### EXTRAIT CHOISI
####################

en France lors des dernières élections municipales, des hommes et des femmes
d'ethnie soninké ont été élus au sein des conseils municipaux. L'engagement de
ces personnes est à saluer, mais nous devons surtout mettre en écho les
dispositions juridiques, progressistes et humanistes qui ont rendu possible
leur élection par un électorat mûri démocratiquement.
Certes, nous
sommes face à des situations porteuses d'une certaine morale humaniste de la
politique par rapport à ce qui se fait chez nous en interne. Le français
d'ethnie soninké élu dans une ville de la région parisienne, aurait peu de
chance de pouvoir postuler à un poste similaire dans une autre commune que
celle de son terroir d'origine dans nos pays.
En effet, par le
pourquoi de ce paradoxe saisissant, nous abordons ce qui s'apparente à une
certaine compréhension de la chose politique en vigueur dans nos terroirs
coutumo-traditionnalistes. Cette approche de la politique comme l'exercice d'un
certain pouvoir quel que soit l'échelle, définit l'organisation de la cité
soninké. En effet tout s'organise par cette politique exclusiviste basée sur le
déterminisme de naissance.

####################

### DONNÉES EXTRAITES
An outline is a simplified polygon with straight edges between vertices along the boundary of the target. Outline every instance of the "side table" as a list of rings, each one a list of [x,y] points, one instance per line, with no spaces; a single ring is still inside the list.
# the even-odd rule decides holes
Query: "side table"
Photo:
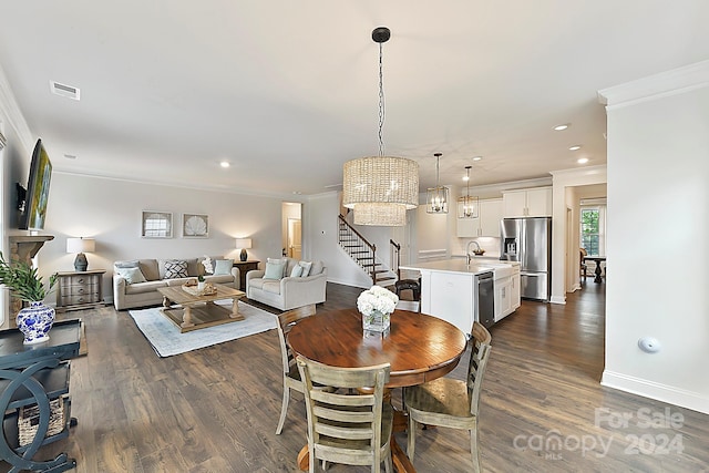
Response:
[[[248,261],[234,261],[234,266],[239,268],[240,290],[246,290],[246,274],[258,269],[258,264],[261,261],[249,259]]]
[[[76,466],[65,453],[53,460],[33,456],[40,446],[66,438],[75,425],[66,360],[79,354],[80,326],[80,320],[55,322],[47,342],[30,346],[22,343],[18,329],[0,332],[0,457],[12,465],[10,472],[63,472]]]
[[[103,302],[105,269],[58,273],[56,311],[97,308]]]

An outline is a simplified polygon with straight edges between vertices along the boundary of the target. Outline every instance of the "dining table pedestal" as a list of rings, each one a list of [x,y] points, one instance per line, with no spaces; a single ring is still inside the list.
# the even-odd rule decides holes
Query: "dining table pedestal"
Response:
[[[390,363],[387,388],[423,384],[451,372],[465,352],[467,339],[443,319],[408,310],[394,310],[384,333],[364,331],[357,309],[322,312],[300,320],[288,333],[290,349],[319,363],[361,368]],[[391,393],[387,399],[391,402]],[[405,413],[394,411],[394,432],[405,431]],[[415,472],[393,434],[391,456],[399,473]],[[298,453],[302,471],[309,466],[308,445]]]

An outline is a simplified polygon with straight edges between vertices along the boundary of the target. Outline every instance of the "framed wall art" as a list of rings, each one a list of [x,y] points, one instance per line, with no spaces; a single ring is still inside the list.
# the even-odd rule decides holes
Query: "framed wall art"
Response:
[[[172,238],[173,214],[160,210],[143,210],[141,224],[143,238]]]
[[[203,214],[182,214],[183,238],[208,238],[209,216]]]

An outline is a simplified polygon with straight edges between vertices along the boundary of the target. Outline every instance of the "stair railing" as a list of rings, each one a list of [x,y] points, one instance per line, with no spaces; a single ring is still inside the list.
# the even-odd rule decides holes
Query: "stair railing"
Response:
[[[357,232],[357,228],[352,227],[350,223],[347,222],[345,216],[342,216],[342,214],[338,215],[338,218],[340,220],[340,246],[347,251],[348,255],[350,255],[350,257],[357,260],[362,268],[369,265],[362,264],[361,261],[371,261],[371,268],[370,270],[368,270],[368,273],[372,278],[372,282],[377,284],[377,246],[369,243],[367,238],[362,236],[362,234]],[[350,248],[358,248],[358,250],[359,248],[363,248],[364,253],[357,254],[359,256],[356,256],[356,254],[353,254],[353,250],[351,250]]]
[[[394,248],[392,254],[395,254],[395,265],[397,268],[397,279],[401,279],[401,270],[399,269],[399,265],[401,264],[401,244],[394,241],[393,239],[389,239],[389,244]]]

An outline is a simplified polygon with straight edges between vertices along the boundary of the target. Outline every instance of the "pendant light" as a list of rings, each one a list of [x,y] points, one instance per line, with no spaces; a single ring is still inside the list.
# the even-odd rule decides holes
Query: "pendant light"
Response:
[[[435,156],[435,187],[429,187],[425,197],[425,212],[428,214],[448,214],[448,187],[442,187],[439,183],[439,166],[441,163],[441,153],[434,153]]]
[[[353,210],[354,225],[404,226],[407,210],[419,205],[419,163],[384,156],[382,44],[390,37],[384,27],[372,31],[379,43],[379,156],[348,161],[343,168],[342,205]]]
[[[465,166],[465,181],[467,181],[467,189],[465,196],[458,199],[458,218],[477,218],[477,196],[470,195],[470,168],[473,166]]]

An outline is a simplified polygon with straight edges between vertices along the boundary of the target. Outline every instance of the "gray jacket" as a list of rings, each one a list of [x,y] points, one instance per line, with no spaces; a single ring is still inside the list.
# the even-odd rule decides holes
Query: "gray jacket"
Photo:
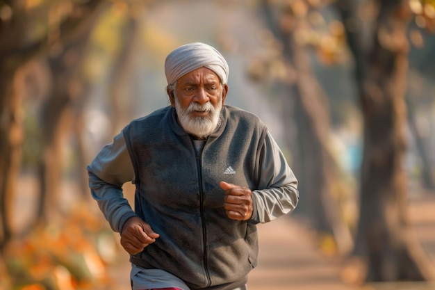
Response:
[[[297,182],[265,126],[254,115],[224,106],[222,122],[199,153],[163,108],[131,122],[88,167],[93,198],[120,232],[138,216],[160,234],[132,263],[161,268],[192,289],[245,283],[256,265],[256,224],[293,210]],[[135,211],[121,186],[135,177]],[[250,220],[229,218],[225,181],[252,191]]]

####################

Pouvez-vous recopier mot pour mot le passage du texte sur les élus d'ethnie soninké, de « en France lors » à « dans nos pays. » ?

en France lors des dernières élections municipales, des hommes et des femmes
d'ethnie soninké ont été élus au sein des conseils municipaux. L'engagement de
ces personnes est à saluer, mais nous devons surtout mettre en écho les
dispositions juridiques, progressistes et humanistes qui ont rendu possible
leur élection par un électorat mûri démocratiquement.
Certes, nous
sommes face à des situations porteuses d'une certaine morale humaniste de la
politique par rapport à ce qui se fait chez nous en interne. Le français
d'ethnie soninké élu dans une ville de la région parisienne, aurait peu de
chance de pouvoir postuler à un poste similaire dans une autre commune que
celle de son terroir d'origine dans nos pays.